=== EXERCISE TEXT ===
---

Sara will be moderating the panel discussion “Using Linked Health Data Sets for Population Health Science” at the National Association of Health Data Organizations (NAHDO) annual conference, Sept. 28-30, 2021.
There has been a lot of media coverage in the past several years about the shockingly high and increasing rate of maternal mortality in the United States, which inequitably impacts Black women, indigenous women and women of color. More than 700 women died from pregnancy, childbirth or related complications in 2019. Equally present but less reported are the women who survive childbirth but struggle with health issues following delivery. The stress of bringing an infant home, coupled with reduced supportive services (many services expire at delivery or shortly thereafter), creates an especially vulnerable time for women, both physically and mentally.
Comagine Health has partnered with hospitals in Oregon to improve care for women and their infants. Together, we examined a group of about 25,000 Oregon women who delivered a live infant in 2017, 25% of whom were readmitted to emergency departments or hospitals within one year after delivery.

---

=== PROVIDED INFORMATION ===

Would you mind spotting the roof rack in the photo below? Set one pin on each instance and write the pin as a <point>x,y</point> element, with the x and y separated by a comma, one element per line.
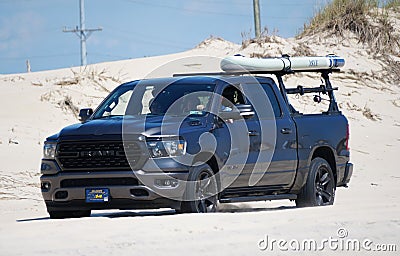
<point>258,72</point>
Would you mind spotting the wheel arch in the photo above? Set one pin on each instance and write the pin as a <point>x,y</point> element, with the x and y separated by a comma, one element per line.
<point>327,153</point>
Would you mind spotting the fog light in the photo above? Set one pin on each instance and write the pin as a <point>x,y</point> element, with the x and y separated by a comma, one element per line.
<point>61,195</point>
<point>45,186</point>
<point>171,183</point>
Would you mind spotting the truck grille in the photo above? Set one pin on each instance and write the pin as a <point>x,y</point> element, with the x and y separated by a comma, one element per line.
<point>98,182</point>
<point>98,155</point>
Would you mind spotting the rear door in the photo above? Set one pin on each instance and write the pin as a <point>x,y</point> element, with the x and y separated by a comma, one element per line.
<point>272,157</point>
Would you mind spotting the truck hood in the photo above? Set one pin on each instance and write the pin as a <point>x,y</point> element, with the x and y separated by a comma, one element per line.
<point>150,126</point>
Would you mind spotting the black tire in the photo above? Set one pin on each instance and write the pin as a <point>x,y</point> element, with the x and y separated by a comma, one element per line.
<point>320,187</point>
<point>203,188</point>
<point>69,214</point>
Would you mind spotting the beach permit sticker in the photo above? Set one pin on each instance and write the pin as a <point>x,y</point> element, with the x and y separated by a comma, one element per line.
<point>97,195</point>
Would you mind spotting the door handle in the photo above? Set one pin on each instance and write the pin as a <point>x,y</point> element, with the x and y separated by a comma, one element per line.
<point>286,131</point>
<point>253,133</point>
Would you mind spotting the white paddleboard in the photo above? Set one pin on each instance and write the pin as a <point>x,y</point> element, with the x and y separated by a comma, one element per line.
<point>241,63</point>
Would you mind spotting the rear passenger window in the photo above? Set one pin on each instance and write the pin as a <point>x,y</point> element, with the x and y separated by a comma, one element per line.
<point>273,99</point>
<point>256,95</point>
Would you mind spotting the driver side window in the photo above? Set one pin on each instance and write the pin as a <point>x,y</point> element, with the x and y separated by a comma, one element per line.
<point>118,106</point>
<point>231,96</point>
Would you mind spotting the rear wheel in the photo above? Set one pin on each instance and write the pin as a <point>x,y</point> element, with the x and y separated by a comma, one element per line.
<point>320,187</point>
<point>69,214</point>
<point>201,191</point>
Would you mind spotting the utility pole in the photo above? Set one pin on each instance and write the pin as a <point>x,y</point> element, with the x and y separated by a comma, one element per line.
<point>257,23</point>
<point>82,32</point>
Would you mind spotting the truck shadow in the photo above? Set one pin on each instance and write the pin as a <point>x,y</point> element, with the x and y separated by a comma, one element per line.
<point>231,208</point>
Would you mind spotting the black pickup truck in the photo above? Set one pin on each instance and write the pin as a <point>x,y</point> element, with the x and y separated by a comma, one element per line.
<point>191,142</point>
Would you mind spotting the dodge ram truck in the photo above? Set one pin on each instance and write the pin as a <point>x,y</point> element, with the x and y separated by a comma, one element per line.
<point>193,141</point>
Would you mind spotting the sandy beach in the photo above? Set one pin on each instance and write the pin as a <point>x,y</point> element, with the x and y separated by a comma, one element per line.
<point>39,104</point>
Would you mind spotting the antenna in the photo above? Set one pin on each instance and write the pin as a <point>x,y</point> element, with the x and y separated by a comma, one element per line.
<point>257,22</point>
<point>82,32</point>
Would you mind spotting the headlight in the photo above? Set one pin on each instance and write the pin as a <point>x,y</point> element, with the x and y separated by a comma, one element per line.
<point>166,148</point>
<point>49,150</point>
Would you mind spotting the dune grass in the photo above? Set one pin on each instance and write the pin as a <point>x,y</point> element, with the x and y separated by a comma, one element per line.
<point>392,4</point>
<point>362,18</point>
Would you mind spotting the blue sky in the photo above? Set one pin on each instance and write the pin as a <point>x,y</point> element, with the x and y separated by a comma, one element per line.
<point>32,29</point>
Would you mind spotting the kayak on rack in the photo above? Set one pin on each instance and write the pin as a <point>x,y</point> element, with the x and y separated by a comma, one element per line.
<point>285,63</point>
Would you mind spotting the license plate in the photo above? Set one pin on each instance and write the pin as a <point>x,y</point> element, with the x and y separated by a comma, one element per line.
<point>97,195</point>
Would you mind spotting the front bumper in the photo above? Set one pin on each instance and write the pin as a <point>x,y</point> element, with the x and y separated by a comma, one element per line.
<point>127,189</point>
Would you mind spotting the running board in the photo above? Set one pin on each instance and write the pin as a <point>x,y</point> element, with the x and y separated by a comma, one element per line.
<point>258,198</point>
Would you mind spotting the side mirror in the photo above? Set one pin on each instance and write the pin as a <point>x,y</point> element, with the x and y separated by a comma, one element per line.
<point>245,110</point>
<point>240,111</point>
<point>84,114</point>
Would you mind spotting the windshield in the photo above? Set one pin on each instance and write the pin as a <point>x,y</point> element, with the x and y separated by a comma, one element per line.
<point>148,99</point>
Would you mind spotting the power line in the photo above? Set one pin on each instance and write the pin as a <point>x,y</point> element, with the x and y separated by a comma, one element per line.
<point>83,33</point>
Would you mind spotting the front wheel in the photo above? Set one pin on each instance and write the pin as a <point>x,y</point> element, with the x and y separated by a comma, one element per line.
<point>320,187</point>
<point>201,193</point>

---

=== EXERCISES TO COMPLETE ===
• 1. In the text on maternal health, rewrite the passage starting with "Sara will be" and going on through "Sept. 28-30, 2021.", swapping "moderating" for "leading".
• 2. According to the text on maternal health, how many women died from pregnancy, childbirth or related complications in 2019?

=== ANSWERS FOR THE TASKS ===
• 1.
Sara will be leading the panel discussion “Using Linked Health Data Sets for Population Health Science” at the National Association of Health Data Organizations (NAHDO) annual conference, Sept. 28-30, 2021.

• 2. More than 700 women.